# [Exercise brief]
Starting at the top of the entries below, print each line exactly until the line with "Target: ribbon bow" has been printed too.

■ ■ ■ ■ ■ ■ ■

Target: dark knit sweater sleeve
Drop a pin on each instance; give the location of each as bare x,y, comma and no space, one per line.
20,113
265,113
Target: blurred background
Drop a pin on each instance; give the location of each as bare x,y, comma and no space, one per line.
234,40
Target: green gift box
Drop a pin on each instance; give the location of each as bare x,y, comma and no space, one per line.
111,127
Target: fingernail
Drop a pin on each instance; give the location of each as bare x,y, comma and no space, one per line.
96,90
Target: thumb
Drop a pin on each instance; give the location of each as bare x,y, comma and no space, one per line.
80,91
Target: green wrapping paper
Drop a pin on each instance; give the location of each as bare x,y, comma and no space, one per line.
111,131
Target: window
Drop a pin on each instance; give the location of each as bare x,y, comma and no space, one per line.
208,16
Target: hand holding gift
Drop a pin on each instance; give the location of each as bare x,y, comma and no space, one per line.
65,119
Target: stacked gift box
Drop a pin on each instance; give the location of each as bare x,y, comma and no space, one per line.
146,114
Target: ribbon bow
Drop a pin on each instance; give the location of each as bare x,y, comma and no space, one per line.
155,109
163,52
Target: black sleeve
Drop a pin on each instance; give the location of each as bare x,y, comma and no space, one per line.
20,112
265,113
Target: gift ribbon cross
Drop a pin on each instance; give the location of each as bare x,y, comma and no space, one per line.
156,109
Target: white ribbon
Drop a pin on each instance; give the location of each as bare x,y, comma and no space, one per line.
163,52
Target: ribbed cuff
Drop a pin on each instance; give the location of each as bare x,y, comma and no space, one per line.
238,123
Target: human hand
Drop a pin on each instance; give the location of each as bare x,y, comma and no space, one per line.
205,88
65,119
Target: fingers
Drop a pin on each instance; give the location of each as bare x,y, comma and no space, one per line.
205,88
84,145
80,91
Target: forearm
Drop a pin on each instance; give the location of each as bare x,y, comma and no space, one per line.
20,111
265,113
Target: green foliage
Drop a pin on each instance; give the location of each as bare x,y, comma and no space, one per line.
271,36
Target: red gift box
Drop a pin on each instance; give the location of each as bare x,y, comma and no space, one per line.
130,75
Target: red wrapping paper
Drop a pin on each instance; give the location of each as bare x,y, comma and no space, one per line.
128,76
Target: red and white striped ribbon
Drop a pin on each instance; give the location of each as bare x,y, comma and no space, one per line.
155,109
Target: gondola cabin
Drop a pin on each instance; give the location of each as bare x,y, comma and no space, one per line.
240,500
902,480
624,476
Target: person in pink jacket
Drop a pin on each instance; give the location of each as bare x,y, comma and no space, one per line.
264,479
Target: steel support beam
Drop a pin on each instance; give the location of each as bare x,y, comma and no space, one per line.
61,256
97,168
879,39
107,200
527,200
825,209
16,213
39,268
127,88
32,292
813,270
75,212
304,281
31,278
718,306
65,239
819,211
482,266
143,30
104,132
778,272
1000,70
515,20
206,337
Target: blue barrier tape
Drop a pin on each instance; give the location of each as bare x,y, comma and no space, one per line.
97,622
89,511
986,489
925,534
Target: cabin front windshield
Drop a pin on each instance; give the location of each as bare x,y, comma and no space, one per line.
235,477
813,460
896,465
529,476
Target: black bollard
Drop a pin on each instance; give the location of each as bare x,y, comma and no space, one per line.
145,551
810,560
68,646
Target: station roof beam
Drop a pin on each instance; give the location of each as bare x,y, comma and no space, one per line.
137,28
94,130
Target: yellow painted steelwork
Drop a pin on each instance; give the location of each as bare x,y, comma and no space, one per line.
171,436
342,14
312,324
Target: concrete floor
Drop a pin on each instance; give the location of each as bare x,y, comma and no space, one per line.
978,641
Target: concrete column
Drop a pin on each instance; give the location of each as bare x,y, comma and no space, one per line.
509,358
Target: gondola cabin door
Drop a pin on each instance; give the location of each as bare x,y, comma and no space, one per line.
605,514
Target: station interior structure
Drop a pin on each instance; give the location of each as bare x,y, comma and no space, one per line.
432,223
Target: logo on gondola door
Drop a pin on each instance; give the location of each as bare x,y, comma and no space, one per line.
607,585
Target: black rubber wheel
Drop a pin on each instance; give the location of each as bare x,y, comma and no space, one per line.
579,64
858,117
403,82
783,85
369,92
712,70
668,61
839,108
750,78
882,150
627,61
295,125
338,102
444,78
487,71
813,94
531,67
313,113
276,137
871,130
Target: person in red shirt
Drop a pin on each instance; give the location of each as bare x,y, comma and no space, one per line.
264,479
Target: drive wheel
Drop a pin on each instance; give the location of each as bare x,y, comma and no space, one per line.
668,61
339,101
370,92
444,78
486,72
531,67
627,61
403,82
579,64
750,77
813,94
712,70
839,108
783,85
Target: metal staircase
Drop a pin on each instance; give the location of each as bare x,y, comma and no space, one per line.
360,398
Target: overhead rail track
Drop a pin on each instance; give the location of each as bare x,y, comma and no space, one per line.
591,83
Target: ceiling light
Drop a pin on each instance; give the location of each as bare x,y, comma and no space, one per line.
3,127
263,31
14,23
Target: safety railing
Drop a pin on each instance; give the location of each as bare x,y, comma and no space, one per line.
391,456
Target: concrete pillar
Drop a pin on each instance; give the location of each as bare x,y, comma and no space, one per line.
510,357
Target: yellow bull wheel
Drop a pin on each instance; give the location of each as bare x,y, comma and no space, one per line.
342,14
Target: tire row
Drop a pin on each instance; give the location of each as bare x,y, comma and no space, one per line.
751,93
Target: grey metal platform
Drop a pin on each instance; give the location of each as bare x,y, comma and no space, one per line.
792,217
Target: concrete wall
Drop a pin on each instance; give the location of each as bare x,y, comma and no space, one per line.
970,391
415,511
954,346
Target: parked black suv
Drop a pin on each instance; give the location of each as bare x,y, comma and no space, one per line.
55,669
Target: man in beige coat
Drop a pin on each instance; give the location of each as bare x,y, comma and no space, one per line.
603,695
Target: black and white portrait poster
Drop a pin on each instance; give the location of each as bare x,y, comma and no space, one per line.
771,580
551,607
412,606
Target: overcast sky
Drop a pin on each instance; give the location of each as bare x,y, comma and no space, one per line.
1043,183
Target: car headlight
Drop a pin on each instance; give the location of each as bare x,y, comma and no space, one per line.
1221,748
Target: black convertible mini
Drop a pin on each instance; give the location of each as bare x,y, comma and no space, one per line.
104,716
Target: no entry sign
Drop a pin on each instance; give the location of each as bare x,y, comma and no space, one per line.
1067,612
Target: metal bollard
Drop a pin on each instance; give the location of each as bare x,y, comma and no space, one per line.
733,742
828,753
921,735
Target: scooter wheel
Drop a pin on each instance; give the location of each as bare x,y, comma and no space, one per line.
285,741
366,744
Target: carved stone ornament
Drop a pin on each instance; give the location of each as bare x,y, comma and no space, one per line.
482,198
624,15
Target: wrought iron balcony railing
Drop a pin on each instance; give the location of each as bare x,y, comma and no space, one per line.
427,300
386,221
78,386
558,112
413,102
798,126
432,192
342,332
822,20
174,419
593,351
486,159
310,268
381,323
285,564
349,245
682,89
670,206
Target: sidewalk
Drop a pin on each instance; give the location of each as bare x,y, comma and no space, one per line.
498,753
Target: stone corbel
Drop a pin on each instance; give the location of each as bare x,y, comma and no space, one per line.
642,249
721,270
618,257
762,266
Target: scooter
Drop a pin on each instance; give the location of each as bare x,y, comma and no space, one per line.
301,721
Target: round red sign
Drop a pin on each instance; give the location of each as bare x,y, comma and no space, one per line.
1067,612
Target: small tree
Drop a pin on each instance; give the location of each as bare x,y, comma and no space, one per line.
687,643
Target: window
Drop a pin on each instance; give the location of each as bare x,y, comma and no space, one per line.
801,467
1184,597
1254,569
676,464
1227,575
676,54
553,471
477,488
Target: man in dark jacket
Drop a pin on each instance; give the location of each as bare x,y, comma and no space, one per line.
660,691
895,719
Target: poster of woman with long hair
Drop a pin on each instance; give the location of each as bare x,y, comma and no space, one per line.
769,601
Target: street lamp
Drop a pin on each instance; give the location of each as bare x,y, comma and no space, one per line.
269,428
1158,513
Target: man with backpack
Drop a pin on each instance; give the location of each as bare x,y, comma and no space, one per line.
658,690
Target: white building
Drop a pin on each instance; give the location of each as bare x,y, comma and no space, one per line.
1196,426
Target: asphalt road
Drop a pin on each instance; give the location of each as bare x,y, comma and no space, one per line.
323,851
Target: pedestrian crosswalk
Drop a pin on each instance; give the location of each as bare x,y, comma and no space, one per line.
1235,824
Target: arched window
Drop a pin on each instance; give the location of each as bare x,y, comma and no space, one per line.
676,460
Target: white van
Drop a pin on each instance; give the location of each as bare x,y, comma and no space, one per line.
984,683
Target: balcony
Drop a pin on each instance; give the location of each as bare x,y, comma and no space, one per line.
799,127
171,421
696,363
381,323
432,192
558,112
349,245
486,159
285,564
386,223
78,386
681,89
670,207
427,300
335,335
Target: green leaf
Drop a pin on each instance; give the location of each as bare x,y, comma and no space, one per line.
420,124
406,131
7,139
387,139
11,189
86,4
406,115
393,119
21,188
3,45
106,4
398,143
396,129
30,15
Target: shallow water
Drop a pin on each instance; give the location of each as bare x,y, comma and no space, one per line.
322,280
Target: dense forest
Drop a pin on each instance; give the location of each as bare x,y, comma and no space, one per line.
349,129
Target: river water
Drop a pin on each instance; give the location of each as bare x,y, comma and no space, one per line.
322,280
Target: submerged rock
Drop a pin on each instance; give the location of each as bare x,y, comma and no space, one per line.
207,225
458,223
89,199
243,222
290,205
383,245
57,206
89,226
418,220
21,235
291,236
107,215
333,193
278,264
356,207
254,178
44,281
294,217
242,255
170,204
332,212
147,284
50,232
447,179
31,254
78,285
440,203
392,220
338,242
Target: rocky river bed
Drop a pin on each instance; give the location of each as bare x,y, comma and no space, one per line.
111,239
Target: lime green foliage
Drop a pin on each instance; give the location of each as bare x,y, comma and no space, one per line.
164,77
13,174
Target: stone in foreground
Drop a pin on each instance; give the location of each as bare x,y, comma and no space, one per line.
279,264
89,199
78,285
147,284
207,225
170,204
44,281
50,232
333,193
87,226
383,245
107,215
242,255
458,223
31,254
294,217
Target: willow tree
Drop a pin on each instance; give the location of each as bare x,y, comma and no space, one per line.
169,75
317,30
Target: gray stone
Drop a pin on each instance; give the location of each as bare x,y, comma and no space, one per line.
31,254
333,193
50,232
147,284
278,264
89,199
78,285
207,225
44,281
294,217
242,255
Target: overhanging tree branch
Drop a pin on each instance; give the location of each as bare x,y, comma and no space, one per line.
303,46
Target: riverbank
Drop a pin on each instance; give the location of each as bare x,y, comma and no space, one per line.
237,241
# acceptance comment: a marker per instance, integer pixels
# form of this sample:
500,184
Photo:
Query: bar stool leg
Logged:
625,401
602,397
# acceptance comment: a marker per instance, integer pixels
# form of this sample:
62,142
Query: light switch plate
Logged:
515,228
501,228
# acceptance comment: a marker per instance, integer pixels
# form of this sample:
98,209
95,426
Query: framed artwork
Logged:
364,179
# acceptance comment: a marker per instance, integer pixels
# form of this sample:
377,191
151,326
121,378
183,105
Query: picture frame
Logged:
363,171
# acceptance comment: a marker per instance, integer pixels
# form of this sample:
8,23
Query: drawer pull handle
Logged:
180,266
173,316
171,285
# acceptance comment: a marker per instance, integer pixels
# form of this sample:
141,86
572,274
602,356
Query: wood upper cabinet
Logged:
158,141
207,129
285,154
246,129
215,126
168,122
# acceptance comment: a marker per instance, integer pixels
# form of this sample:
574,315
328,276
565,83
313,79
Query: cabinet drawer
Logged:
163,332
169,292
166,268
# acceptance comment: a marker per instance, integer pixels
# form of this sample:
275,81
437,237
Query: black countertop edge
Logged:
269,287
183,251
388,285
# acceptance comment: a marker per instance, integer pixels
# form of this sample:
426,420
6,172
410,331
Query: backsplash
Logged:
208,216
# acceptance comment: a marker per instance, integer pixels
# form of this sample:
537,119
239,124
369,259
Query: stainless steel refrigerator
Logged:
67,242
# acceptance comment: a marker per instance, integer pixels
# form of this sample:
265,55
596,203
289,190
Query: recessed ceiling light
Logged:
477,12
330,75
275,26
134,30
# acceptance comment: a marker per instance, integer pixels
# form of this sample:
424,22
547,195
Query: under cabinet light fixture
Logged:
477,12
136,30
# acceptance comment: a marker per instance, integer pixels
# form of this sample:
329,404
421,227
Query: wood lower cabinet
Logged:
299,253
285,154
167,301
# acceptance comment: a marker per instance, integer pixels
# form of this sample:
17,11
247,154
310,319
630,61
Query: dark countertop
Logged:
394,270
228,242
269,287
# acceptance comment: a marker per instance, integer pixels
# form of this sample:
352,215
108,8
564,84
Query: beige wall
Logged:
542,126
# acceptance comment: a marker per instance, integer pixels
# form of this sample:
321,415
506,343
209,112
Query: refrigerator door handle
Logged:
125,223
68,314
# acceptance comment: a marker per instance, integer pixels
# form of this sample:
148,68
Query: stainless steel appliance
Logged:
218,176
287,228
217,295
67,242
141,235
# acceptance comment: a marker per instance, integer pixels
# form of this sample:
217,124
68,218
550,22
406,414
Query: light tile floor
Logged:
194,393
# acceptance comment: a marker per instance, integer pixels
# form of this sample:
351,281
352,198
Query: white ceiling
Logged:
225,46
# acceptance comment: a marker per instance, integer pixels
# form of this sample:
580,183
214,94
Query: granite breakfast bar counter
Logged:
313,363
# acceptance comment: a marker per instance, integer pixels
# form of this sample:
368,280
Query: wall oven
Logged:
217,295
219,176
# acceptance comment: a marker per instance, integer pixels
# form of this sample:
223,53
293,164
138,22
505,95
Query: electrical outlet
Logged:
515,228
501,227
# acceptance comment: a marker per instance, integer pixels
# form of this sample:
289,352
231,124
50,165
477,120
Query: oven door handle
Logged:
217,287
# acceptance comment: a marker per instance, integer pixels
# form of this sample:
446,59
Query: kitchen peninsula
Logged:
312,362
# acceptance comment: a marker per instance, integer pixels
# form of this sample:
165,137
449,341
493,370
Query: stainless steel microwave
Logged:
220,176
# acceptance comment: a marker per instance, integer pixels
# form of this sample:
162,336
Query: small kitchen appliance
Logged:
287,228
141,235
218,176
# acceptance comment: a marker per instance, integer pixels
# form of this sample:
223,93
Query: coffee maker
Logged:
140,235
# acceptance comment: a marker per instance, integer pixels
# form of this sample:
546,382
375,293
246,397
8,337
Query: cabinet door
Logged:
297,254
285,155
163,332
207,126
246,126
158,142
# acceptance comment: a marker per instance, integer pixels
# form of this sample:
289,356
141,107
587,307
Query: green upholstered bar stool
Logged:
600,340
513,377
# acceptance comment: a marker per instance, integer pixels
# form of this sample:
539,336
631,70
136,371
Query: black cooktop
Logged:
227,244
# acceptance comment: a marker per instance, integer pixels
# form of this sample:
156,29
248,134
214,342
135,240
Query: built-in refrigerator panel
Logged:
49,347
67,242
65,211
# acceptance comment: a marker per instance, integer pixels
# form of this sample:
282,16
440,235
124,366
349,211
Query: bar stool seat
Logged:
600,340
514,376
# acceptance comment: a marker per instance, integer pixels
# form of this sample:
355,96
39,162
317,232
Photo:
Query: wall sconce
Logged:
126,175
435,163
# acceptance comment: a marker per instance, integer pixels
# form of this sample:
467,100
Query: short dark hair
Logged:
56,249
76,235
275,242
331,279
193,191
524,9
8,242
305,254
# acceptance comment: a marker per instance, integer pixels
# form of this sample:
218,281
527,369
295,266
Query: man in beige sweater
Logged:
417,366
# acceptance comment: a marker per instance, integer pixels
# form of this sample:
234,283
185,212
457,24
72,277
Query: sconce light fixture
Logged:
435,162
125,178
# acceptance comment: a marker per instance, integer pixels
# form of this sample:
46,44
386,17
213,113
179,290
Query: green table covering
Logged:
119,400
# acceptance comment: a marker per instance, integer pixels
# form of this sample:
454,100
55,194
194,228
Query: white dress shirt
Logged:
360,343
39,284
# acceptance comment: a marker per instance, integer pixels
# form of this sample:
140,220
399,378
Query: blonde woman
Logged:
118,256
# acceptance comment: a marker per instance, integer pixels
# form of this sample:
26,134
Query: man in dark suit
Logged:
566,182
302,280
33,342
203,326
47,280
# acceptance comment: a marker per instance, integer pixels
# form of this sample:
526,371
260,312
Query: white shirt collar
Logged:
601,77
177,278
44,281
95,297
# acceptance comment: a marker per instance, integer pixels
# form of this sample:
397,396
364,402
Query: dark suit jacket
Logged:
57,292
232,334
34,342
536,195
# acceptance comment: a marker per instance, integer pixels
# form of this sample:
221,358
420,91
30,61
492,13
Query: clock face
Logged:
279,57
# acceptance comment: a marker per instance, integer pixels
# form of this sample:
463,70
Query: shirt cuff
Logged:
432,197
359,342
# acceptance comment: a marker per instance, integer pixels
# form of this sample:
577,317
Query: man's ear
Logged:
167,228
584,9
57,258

■ ■ ■ ■ ■ ■ ■

# [Answer for this exercise]
Target: dark knit sweater sleeve
Drop a pin on each instance; give the location of each as bare x,y, comma and no space, one per line.
20,113
265,113
Target: blurred background
Drop a pin on each instance; give the location of each as bare x,y, comma and no space, one per line.
234,40
Target: green gift box
Drop a pin on each instance; give the location of each as bare x,y, comma and no space, one per line.
111,127
Target: fingernail
Drop a pin on each instance; give the location of each as bare x,y, comma and no space, one per line.
96,90
Target: thumb
Drop a pin on each instance; give the location of each as bare x,y, comma and no space, one per line.
80,91
Target: green wrapping paper
Drop a pin on each instance; give the location of each as bare x,y, comma and no space, one per line.
111,131
Target: window
Drop a pin on each instance; give the location of each as bare x,y, comma and no space, one per line.
208,16
Target: hand holding gift
Drop a pin on each instance; give the location of each as bare x,y, comma and no space, one per line.
65,119
Target: stacked gift box
Drop a pin on each instance; give the location of each as bare x,y, comma and no space, one per line.
146,114
Target: ribbon bow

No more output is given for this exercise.